── PASSAGE GIVEN ──
Need some wisdom on building a long POV display

Hi all!

I’m in the process of building a POV display for Burning Man. The idea is to have 600 SK9822A LEDs on a string, 10cm/4in apart, held aloft by a helium balloon 60m/200ft in the air. I’m hitting some challenges and would love some feedback from the more experienced folks here.

I think I’ll need to drive the LEDs at 8MHz or more to be able to get updates fast enough for the POV effect. I can’t run multiple data lines, this has to be all one strip.

The first problem is that I’ve found that with some 60led/m test strips of SK9822 LEDs I get corruption in the display after ~150 LEDs at clock rates faster than 2-4MHz. Is this expected with this LED? Will the SK9822A’s be better? It’s not clear to me from the Electromage product pages what the limit is for the number of SK9822/A on a single strand at a given frequency.

The second problem I’m facing with the Pixelblaze is that it’s blazingly fast at sending the data, but appears to be compute bound calculating the individual pixels. Are there any facilities for precomputing or duplicating pixels that will allow for very fast frame rates appropriate for POV?

Thanks in advance for any help!

Hey @blackketter!

I’ve done some PoV stuff with Pixelblaze and SK9822s.
───
▶ PROBLEM A
List every question the opening post of the POV display thread asks.
▶ PROBLEM B
Copy the POV display thread between "I think I’ll" and "all one strip.", inclusive.
▶ PROBLEM C
In the POV display thread, how far apart will the LEDs be spaced on the string?
The material that comes next has no part in this work.
── LISTED ENTRIES ──
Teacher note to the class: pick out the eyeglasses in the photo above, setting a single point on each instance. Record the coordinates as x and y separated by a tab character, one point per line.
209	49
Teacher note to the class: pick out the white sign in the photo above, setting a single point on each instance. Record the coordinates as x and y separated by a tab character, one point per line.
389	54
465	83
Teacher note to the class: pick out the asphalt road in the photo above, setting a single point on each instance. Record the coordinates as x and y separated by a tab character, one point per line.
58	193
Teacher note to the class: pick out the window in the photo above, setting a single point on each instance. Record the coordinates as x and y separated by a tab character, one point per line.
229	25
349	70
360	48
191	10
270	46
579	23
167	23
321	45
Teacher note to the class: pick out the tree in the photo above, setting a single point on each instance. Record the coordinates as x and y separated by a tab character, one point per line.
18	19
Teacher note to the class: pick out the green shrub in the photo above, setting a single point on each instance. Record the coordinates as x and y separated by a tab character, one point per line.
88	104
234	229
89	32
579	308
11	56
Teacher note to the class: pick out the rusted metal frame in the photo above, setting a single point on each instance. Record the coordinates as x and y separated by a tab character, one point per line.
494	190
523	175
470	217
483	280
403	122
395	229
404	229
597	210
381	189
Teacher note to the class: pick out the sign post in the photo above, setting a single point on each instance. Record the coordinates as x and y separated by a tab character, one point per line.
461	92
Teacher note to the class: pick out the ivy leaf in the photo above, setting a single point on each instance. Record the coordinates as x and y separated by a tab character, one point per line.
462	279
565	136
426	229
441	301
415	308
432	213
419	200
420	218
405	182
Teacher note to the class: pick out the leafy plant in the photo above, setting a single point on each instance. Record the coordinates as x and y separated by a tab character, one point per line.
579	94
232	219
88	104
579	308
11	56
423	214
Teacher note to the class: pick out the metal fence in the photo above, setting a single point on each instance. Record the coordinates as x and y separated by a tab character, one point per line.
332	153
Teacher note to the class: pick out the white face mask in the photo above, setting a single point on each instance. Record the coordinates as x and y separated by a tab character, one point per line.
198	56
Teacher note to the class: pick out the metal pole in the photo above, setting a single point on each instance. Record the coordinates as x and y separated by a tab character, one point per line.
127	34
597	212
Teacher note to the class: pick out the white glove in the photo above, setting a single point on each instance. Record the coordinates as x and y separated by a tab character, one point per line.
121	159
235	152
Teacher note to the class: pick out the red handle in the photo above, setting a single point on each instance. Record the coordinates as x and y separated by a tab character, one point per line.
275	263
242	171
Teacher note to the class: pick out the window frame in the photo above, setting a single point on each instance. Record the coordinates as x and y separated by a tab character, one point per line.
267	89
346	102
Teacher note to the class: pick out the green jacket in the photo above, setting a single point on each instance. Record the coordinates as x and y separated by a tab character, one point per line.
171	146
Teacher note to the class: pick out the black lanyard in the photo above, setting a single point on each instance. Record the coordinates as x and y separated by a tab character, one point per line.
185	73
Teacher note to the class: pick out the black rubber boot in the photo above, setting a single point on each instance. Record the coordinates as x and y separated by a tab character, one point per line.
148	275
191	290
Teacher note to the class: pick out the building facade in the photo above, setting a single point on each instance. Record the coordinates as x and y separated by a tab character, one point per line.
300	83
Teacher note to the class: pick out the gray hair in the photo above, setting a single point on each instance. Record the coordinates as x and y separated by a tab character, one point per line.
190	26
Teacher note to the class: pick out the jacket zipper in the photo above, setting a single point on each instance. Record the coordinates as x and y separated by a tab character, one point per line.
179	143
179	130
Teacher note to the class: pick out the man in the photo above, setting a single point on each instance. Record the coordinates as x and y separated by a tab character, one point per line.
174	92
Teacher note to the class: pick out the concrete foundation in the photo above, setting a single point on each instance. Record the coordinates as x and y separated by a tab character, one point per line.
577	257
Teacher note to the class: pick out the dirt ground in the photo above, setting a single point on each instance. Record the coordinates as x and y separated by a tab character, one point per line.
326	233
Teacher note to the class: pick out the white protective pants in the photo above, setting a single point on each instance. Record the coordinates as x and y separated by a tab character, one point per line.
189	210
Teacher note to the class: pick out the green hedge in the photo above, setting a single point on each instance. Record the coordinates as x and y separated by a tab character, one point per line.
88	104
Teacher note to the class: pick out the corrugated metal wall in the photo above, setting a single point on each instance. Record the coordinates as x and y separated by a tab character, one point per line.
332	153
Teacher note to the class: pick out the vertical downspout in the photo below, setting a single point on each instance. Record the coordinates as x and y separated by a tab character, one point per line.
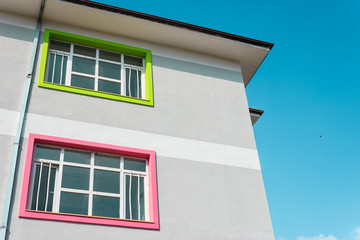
15	154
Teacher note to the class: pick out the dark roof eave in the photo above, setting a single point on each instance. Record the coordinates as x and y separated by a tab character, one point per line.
256	111
171	22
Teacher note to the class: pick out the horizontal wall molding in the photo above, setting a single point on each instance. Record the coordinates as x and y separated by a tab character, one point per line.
164	145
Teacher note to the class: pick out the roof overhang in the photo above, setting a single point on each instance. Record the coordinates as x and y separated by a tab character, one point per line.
248	52
255	114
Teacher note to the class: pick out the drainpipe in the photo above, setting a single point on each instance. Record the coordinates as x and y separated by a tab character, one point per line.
15	155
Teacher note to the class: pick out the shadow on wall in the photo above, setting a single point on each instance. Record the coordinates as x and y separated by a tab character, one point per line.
15	32
196	68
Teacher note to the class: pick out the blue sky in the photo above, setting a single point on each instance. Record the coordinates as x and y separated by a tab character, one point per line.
308	86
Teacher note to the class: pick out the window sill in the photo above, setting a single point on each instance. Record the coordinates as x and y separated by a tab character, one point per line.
77	218
98	94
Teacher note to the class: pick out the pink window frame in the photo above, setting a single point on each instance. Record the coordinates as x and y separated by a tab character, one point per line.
98	147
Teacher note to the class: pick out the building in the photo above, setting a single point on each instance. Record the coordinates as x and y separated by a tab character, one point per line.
118	124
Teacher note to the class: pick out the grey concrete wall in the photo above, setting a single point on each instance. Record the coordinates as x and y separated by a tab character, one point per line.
15	51
196	201
6	144
15	48
188	104
193	102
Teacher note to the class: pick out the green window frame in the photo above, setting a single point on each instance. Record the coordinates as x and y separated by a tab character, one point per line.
143	73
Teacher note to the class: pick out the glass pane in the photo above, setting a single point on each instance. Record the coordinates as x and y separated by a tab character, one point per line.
109	56
61	46
50	67
132	198
43	188
107	161
106	206
91	52
75	178
63	76
51	189
74	203
127	197
83	65
110	87
142	199
136	165
77	157
83	82
57	72
109	70
47	153
36	181
139	84
106	181
133	83
136	61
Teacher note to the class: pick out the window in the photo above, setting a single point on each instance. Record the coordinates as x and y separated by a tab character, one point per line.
97	68
71	180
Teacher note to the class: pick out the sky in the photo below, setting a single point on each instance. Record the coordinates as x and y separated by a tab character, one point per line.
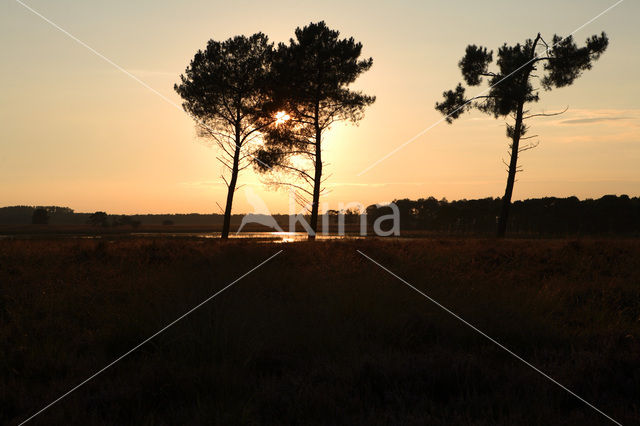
───
▶ FULL ANSWER A
Is this expected with this LED?
Will the SK9822A’s be better?
Are there any facilities for precomputing or duplicating pixels that will allow for very fast frame rates appropriate for POV?

▶ FULL ANSWER B
I think I’ll need to drive the LEDs at 8MHz or more to be able to get updates fast enough for the POV effect. I can’t run multiple data lines, this has to be all one strip.

▶ FULL ANSWER C
10cm/4in apart.